● PASSAGE PROVIDED
********

Programme
Contents |
Introduction:
Cellular bioimaging has become standard practice in one form or another for its ability to attain detailed structural and functional information at the cellular level. As imaging systems and computer capabilities have evolved, image resolution, imaging speed and volume of collected data has increased dramatically. With increased imaging data, especially in the case of functional data, comes the need for timely, more consistent quantitative measurement and analysis techniques applicable to multiple cellular imaging methods and cell types. Integrity of data is essential, and some image and video filtering and analysis techniques not only have the potential to hide important quantitative information, but to actually distort the information that has been obtained. This paper presents consistent and reproducible image and video filtering techniques for use in the analysis of cellular bioimaging data, concentrating specifically on fluorescence imaging techniques.
Methods:
Filtering Techniques: Linear mean filtering algorithms are commonly employed to remove noise from imaging data. Whilst linear and non-linear mean filtering have merit based mainly in short analysis time and strong noise reduction, it has an inherent problem of incorporating noise into the image rather than removing it. Mean filtering also blurs spatial image segment interfaces within a frame, and may distort temporal activity when applied across multiple frames of a video, so reducing the effective sampling rate of the collected data. Non-linear ranked filtering methods such as median filters employ a more complex form of filtering, however have the essential benefit of avoiding both spatial and temporal blurring of data segments by rejecting impulse noise (Sabri et al., 1997), resulting in strong noise rejection whilst maintaining signal and data integrity.
Automatic Image Segmentation and Cell Detection: Manual cell counting in cellular imaging is a common and time consuming process, there are a variety of image segmentation algorithms to remove the majority of the manual labor involved in this process. These techniques may also be applied to functional and structural fluorescence imaging data to identify specific cells of interest in the culture, slice, or whole animal.
Functional Quantification: Much functional imaging data is presented in a qualitative or inconsistent quantitative fashion that varies markedly between research groups. The quantifiable properties of stochastic noise, namely confidence levels of the normal distribution, may be utilized to quantify functional fluorescence signals in terms of cellular activation level above baseline at given confidence intervals.
Correlation of Activity Between Cells: Correlation of activity between cells may be achieved after applying the combined cell detection and functional quantification methods discussed above. Detection of networks and cellular information transmission through investigation of cellular activity correlation allows determination of network formation and quantification of function, critical aspects of true physiological condition of biological tissue. Timing, strength, and reliability of cell-cell interactions may, using the methods above, be quantified without excessive analysis time, allowing the lag between cells activity to be determined. These methods may well allow investigation of neurotransmitter function, synapse formation and efficiency, and the effects of receptor agonists or other pharmacological interventions on cell-cell interactions.
Conclusion:
Cellular bioimaging techniques currently employed have the potential to limit accurate quantification of data and hide vital information from researchers. Using non linear median filtering along with the known properties of stochastic noise allow a more robust, consistent and highly quantitative methodology for cellular imaging. This has the potential to improve both structural and functional imaging procedures and assist in the testing and development of pharmacological interventions at the intra- and inter-cellular level. These techniques may be applied equally well to traditional two dimensional and three dimensional confocal microscopic techniques.
Sabri S, Richelme F, Pierres A, Benoliel A-M, Bongrand P. (1997) Journal of Immunological Methods 208: 1-27.

********

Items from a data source
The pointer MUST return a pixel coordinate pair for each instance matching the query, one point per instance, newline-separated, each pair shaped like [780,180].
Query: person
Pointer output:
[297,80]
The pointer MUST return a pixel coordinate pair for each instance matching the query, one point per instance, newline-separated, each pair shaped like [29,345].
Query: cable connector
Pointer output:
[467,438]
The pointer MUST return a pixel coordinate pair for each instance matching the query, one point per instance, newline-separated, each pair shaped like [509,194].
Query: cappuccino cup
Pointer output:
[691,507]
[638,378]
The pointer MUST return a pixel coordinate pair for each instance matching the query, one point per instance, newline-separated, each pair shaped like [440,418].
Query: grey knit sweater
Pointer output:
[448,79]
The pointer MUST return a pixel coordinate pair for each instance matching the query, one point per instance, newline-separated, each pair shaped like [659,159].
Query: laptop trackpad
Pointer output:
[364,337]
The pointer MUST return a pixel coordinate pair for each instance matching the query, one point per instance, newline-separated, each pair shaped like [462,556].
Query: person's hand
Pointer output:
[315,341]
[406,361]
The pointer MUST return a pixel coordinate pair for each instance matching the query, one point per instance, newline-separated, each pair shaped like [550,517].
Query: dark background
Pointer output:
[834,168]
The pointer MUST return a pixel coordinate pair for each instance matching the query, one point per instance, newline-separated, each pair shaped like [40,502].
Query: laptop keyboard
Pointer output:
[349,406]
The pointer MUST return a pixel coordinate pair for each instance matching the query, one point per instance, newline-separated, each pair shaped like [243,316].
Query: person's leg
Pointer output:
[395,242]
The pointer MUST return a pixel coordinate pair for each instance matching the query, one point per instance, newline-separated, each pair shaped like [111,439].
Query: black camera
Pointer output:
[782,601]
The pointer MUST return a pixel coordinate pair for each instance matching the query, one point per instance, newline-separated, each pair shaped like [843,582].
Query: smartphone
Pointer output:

********

● WHAT TO PRODUCE
In the abstract on filtering for cellular bioimaging, what essential benefit do non-linear ranked filtering methods such as median filters have?

● ANSWER AREA
They avoid both spatial and temporal blurring of data segments by rejecting impulse noise.